* _Material for this task_:

Segment Open

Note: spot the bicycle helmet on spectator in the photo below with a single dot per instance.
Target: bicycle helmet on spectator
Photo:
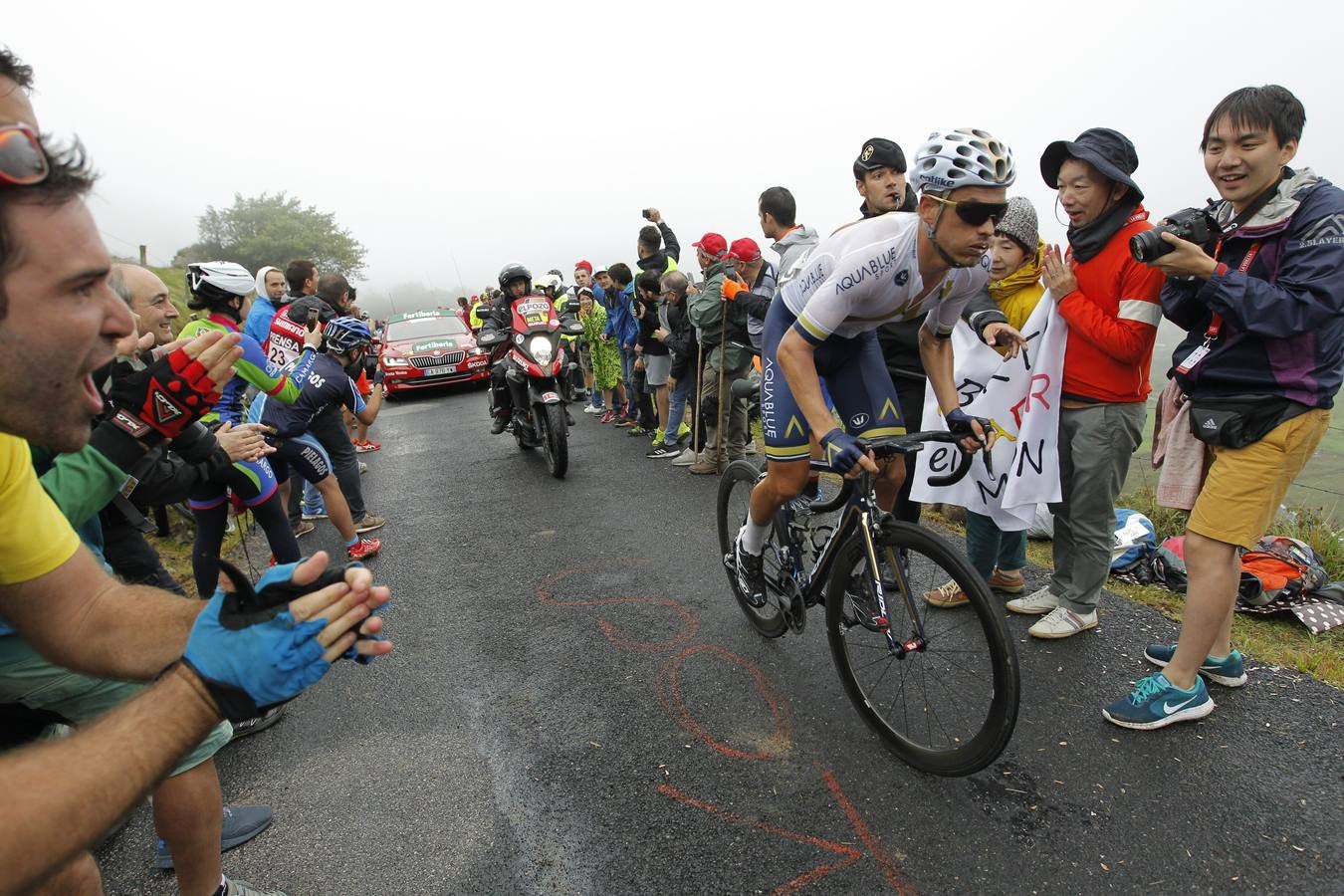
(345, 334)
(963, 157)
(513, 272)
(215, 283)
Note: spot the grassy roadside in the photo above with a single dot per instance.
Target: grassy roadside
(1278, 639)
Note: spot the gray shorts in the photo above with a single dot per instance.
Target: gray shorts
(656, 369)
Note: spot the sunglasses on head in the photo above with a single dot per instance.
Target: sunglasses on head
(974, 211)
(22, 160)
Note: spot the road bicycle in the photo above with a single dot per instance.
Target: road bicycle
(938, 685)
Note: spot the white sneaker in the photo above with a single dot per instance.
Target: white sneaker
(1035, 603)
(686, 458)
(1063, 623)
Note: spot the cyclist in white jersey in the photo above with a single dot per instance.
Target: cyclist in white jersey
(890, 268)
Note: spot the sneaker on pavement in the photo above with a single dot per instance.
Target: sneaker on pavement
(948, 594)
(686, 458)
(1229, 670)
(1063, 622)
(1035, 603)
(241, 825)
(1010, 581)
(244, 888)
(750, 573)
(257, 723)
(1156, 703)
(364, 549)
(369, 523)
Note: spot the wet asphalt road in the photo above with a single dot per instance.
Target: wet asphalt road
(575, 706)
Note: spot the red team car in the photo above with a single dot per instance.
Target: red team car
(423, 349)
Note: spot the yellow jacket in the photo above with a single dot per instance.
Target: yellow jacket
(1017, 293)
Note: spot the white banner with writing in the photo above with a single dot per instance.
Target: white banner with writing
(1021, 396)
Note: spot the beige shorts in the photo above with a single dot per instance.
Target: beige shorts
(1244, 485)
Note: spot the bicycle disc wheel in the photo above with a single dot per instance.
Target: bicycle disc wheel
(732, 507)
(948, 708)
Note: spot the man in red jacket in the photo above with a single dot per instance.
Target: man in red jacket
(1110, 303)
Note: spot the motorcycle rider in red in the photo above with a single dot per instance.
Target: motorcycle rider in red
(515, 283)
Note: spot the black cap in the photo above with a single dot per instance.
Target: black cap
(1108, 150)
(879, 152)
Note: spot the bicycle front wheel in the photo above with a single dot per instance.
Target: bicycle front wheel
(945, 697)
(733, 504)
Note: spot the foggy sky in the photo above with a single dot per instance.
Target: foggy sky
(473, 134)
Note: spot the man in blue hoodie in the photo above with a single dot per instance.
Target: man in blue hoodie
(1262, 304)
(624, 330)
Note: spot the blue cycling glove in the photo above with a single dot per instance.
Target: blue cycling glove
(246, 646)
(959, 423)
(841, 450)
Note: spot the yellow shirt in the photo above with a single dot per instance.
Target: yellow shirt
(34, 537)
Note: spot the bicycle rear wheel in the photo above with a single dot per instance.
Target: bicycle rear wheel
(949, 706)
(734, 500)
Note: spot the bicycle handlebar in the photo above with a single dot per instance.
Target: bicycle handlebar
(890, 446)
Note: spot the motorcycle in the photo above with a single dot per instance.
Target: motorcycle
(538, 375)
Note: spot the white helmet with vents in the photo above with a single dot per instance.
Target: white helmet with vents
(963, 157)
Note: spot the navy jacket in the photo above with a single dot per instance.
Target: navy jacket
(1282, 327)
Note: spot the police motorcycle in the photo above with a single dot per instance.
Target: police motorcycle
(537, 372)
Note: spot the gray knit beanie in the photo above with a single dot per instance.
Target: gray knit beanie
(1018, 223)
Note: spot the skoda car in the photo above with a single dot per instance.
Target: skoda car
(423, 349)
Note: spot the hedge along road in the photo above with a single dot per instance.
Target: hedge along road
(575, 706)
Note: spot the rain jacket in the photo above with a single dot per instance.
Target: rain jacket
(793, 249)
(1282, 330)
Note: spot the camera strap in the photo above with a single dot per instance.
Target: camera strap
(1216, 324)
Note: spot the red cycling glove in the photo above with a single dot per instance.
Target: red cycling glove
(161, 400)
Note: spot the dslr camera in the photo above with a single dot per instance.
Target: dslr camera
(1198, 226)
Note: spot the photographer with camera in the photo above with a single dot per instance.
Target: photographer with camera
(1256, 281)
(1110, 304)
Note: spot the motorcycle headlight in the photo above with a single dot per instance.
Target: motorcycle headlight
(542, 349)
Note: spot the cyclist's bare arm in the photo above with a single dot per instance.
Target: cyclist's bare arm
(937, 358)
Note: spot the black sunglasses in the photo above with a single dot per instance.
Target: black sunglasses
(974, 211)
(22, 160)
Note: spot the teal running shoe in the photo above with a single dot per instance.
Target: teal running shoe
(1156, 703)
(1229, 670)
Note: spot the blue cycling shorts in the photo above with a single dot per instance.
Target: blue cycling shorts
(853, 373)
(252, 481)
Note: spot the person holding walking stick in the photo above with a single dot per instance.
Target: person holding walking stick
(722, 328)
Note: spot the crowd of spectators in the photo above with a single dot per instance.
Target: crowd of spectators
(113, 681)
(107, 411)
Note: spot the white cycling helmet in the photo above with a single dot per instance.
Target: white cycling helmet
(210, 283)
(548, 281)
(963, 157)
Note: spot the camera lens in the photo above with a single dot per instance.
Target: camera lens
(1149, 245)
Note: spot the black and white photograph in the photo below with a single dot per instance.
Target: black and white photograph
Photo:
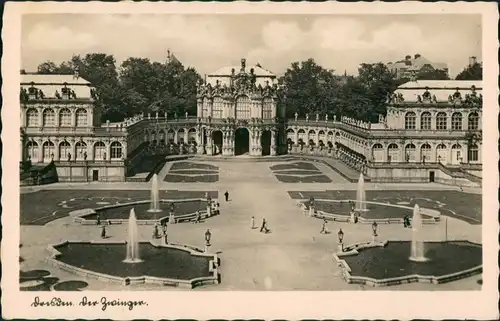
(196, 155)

Segment Closed

Your answer should be a single number: the count of lines in the entries that contain the word "below".

* _Final answer_:
2